---- GIVEN RECORDS

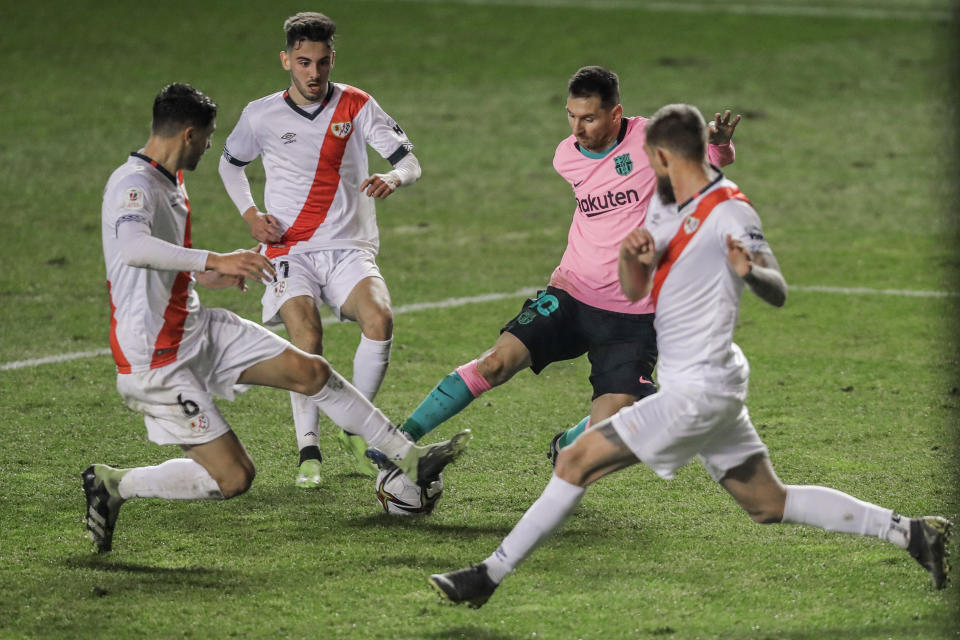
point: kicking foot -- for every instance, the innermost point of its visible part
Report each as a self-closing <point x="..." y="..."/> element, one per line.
<point x="429" y="461"/>
<point x="928" y="540"/>
<point x="471" y="585"/>
<point x="308" y="475"/>
<point x="103" y="503"/>
<point x="356" y="447"/>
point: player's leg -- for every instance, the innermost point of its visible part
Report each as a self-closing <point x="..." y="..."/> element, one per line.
<point x="598" y="453"/>
<point x="623" y="353"/>
<point x="467" y="382"/>
<point x="534" y="338"/>
<point x="302" y="320"/>
<point x="757" y="489"/>
<point x="312" y="376"/>
<point x="368" y="303"/>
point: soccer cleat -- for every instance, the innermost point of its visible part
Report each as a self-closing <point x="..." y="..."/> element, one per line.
<point x="103" y="504"/>
<point x="308" y="476"/>
<point x="429" y="461"/>
<point x="929" y="536"/>
<point x="356" y="447"/>
<point x="471" y="585"/>
<point x="554" y="449"/>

--------

◆ WHAT NEEDS TO BE DONE:
Return every line of the records above with no changes, omitting the picture lines.

◆ THE RESULT:
point: kicking foot -- for every instance, the innermost point of its visible part
Report each as a self-closing <point x="..." y="..."/> element, one per line.
<point x="429" y="461"/>
<point x="928" y="540"/>
<point x="471" y="585"/>
<point x="308" y="475"/>
<point x="103" y="503"/>
<point x="356" y="447"/>
point: player's leg -- for every instance, the innermost point of its visible part
Report each as a self-closing <point x="..." y="..."/> element, one per line.
<point x="598" y="453"/>
<point x="623" y="353"/>
<point x="467" y="382"/>
<point x="534" y="338"/>
<point x="302" y="320"/>
<point x="757" y="489"/>
<point x="312" y="376"/>
<point x="368" y="303"/>
point: soccer cleat -- for every instance, the innermost point of its visible part
Report each as a self-closing <point x="..." y="..."/> element, one per line.
<point x="103" y="504"/>
<point x="308" y="476"/>
<point x="429" y="461"/>
<point x="929" y="536"/>
<point x="356" y="447"/>
<point x="471" y="585"/>
<point x="554" y="449"/>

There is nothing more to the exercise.